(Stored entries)
Segment Open
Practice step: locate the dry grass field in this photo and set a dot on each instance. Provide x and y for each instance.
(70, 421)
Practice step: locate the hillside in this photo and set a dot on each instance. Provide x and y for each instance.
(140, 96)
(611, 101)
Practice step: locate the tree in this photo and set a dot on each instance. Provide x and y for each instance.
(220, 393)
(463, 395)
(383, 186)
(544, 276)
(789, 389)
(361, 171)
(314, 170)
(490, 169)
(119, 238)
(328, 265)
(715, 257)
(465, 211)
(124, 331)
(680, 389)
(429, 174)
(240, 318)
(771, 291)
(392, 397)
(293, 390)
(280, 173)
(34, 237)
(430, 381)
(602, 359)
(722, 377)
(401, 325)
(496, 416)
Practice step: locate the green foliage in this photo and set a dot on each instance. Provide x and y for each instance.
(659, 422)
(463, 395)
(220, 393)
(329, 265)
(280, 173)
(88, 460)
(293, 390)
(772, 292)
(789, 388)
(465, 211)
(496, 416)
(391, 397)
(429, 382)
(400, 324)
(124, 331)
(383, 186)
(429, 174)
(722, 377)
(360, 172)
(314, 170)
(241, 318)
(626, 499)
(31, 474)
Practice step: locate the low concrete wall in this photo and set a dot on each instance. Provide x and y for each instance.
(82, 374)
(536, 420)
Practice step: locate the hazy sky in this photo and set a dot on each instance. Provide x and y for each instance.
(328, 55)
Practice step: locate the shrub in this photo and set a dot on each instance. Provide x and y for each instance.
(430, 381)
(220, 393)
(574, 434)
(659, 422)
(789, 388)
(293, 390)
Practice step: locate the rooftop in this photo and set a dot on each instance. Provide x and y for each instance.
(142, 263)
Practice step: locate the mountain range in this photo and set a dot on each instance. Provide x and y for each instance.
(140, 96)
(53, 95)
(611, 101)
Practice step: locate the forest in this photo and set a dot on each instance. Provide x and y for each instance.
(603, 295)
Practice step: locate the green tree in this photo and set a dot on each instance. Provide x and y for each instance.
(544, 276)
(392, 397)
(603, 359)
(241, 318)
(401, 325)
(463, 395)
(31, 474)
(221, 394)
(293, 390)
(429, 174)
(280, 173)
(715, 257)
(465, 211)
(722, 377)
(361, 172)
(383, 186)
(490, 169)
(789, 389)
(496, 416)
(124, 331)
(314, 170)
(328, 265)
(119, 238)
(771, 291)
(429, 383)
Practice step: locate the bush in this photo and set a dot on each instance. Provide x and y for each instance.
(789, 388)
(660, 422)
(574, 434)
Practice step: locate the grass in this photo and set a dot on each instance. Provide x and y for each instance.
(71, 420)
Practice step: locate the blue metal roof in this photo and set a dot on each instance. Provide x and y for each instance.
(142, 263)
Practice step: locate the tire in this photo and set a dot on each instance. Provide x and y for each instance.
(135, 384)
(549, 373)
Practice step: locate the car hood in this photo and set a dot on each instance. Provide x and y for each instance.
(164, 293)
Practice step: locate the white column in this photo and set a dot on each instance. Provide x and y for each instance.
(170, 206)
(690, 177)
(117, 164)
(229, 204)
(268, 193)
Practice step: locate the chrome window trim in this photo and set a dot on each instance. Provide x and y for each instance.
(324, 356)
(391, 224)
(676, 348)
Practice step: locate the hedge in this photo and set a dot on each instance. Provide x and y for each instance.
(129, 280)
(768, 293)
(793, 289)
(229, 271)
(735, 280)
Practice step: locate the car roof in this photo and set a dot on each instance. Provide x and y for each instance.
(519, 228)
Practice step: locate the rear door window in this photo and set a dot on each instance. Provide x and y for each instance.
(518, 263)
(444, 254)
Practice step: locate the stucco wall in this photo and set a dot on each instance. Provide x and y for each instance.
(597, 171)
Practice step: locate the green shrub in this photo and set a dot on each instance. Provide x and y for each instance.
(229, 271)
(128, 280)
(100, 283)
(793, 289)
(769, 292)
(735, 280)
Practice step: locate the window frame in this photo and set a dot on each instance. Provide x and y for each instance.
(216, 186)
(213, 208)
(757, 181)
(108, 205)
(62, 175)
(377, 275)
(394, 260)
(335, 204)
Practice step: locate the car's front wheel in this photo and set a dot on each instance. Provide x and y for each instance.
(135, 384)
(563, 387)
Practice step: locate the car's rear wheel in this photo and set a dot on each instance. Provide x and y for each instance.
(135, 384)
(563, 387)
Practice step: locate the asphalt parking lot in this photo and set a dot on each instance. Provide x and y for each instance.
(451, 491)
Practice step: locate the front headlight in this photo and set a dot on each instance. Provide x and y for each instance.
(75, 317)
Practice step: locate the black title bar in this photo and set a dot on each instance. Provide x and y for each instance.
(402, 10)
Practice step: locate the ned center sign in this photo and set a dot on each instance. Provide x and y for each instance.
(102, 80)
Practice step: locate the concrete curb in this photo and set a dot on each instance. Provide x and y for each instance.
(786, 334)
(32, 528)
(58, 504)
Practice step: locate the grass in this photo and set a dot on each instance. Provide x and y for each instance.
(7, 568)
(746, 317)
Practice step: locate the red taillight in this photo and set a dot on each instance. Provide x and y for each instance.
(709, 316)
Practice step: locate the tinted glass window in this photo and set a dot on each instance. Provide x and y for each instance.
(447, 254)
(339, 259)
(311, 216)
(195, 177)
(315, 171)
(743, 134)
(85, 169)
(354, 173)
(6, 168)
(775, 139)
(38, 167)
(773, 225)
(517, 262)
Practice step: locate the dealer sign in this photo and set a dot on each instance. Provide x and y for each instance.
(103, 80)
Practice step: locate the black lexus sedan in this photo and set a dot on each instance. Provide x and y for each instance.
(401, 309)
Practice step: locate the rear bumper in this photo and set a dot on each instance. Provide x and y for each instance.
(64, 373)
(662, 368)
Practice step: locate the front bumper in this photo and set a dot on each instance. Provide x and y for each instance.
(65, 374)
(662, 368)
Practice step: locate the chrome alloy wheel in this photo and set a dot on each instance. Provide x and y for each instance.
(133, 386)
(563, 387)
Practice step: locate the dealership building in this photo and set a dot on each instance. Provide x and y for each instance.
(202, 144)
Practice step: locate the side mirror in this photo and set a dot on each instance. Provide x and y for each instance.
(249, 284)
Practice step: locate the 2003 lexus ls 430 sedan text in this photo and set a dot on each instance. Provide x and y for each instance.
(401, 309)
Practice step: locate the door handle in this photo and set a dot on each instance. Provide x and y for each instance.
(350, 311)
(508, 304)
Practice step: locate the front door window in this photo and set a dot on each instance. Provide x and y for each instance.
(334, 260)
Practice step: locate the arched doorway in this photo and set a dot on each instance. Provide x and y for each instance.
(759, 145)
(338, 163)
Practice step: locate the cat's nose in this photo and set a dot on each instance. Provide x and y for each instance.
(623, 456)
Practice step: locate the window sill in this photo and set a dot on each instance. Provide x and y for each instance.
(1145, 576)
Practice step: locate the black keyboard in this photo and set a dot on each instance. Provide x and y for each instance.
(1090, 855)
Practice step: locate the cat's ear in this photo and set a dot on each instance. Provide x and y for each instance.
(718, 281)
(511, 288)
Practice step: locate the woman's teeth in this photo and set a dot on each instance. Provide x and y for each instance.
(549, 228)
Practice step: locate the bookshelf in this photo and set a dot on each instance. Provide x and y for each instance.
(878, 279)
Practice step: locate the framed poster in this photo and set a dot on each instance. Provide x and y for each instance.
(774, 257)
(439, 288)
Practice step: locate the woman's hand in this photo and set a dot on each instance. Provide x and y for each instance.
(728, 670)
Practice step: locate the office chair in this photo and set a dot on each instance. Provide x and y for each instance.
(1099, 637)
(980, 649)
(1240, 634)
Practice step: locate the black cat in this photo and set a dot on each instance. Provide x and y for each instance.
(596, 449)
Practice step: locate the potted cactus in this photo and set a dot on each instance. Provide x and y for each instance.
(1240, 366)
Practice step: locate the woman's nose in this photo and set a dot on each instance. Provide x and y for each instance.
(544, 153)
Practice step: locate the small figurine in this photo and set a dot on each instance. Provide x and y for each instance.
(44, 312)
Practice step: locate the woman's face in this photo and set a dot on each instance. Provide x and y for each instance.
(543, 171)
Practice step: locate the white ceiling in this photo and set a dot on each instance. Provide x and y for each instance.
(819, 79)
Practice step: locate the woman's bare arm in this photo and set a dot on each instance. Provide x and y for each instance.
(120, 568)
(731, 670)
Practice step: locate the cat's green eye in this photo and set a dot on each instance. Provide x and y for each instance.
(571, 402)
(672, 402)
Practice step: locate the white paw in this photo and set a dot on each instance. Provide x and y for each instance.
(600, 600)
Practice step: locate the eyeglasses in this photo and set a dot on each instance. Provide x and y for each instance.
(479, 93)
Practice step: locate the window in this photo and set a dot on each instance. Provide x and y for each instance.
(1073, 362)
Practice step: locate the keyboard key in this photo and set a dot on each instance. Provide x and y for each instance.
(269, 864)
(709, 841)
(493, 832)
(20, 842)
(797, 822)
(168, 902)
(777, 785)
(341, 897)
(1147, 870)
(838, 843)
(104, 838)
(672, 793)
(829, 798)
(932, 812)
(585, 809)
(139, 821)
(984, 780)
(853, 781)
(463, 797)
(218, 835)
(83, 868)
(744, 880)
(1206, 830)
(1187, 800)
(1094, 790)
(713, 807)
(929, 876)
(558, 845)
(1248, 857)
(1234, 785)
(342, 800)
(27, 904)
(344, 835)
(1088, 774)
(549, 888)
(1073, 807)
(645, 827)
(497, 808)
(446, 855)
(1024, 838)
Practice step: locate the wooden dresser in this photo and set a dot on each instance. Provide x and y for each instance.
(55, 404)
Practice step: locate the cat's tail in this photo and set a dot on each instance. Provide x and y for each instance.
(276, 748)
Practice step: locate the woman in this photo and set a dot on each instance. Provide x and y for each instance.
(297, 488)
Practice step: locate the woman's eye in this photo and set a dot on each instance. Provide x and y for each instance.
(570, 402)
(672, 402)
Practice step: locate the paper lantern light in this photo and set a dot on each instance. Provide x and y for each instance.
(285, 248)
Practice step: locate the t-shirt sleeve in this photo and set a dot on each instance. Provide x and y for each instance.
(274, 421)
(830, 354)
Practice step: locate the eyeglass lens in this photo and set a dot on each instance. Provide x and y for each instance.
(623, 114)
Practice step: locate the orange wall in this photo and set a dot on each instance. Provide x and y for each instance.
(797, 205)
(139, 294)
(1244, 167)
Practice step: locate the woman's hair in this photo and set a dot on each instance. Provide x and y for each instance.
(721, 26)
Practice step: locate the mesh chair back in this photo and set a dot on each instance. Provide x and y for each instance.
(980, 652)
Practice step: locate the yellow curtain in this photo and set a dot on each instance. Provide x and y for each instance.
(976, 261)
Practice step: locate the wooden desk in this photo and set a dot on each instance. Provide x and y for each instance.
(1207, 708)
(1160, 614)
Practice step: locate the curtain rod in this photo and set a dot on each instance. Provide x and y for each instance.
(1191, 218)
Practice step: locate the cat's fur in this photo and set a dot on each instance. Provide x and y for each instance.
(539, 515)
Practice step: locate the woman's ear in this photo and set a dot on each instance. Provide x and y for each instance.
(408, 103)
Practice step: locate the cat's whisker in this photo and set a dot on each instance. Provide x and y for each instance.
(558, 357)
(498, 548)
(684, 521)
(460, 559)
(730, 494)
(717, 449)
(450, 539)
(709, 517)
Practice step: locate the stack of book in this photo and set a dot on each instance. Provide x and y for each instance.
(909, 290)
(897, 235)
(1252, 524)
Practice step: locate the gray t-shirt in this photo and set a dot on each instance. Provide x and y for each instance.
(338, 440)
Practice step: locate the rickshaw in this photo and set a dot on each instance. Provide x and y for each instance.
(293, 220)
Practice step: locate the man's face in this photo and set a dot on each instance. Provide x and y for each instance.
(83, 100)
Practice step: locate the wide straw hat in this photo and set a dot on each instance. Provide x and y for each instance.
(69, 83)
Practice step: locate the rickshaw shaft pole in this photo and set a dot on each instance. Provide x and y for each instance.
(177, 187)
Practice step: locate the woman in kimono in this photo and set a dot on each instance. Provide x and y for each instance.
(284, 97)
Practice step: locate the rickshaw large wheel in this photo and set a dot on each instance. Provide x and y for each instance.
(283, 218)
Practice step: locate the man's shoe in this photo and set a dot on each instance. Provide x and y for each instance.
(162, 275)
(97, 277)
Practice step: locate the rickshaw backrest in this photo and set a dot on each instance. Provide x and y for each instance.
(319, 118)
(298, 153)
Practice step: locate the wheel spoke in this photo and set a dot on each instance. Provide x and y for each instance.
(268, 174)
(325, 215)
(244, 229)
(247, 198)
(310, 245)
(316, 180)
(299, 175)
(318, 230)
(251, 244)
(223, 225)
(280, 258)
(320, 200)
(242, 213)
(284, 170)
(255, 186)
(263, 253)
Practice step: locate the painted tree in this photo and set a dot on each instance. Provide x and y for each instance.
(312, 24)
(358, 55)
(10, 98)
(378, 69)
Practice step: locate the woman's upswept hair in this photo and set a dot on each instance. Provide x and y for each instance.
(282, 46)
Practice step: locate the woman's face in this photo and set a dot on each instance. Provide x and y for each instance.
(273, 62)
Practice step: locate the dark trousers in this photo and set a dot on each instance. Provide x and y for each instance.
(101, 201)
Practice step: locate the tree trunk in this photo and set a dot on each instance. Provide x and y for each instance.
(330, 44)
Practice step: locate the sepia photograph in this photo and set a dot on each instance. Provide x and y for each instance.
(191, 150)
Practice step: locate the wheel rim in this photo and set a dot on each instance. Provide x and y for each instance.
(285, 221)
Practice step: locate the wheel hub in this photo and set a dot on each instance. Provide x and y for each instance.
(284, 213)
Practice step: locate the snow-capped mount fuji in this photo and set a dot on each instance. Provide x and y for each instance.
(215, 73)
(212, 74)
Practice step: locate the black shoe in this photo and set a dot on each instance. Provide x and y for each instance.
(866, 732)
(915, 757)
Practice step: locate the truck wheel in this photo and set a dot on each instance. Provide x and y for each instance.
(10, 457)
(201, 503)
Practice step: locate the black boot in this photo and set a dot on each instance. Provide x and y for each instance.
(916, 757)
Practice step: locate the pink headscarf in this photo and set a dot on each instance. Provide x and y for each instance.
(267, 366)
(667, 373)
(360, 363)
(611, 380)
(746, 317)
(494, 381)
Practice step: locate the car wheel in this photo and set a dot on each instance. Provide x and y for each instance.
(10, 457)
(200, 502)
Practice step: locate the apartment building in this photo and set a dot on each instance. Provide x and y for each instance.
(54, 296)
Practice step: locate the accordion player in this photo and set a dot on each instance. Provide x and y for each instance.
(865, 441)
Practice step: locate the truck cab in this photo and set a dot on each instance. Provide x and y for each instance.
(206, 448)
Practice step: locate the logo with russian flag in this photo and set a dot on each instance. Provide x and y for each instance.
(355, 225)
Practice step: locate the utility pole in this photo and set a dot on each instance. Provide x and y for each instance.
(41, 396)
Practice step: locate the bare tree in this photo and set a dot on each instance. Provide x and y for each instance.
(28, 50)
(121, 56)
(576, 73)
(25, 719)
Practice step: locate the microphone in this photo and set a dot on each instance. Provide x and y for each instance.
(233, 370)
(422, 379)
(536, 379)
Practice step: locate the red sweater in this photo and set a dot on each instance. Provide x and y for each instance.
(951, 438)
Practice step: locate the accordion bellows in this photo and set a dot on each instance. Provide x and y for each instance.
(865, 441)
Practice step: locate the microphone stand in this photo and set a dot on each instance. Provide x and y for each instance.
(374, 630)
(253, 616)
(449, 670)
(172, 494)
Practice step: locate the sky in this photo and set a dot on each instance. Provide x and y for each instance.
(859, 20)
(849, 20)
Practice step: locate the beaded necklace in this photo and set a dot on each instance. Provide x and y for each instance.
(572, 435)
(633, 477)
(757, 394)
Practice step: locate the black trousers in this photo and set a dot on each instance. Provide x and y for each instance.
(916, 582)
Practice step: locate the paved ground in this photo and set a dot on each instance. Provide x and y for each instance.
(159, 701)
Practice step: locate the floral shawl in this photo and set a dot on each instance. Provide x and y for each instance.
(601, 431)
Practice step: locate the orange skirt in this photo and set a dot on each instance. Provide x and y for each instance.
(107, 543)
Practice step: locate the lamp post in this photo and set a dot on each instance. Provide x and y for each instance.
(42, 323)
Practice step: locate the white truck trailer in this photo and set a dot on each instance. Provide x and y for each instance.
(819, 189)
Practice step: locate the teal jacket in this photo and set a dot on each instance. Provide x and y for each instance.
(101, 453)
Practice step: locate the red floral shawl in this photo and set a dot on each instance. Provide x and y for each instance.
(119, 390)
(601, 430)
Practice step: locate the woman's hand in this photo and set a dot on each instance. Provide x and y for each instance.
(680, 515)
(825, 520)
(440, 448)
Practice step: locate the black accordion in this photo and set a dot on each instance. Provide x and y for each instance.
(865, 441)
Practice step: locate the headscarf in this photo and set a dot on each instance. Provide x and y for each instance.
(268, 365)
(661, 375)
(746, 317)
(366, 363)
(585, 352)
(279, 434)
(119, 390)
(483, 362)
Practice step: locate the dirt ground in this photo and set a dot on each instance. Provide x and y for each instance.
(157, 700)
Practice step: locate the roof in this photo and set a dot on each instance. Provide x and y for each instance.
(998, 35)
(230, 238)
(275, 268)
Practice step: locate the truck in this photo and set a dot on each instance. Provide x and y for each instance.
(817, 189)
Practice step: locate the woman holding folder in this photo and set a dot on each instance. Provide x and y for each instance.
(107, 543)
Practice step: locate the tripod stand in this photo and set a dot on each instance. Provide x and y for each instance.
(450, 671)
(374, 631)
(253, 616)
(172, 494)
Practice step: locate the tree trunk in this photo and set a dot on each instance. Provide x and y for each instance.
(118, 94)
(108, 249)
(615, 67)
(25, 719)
Segment Closed
**WHAT TO WORK ON**
The required output is the line holding "Practice step: locate the tripod" plus every line after it in the data, reproduced exactly.

**OUTPUT FOR THIS EXERCISE**
Practice step: locate the tripod stand in this photo and set a dot on each instance. Provide x and y for each instance.
(450, 671)
(374, 631)
(253, 616)
(172, 494)
Practice step: locate the tree trunk in this photo and set a dot on each instance. Provide x and y for each instance.
(118, 94)
(108, 249)
(615, 67)
(25, 719)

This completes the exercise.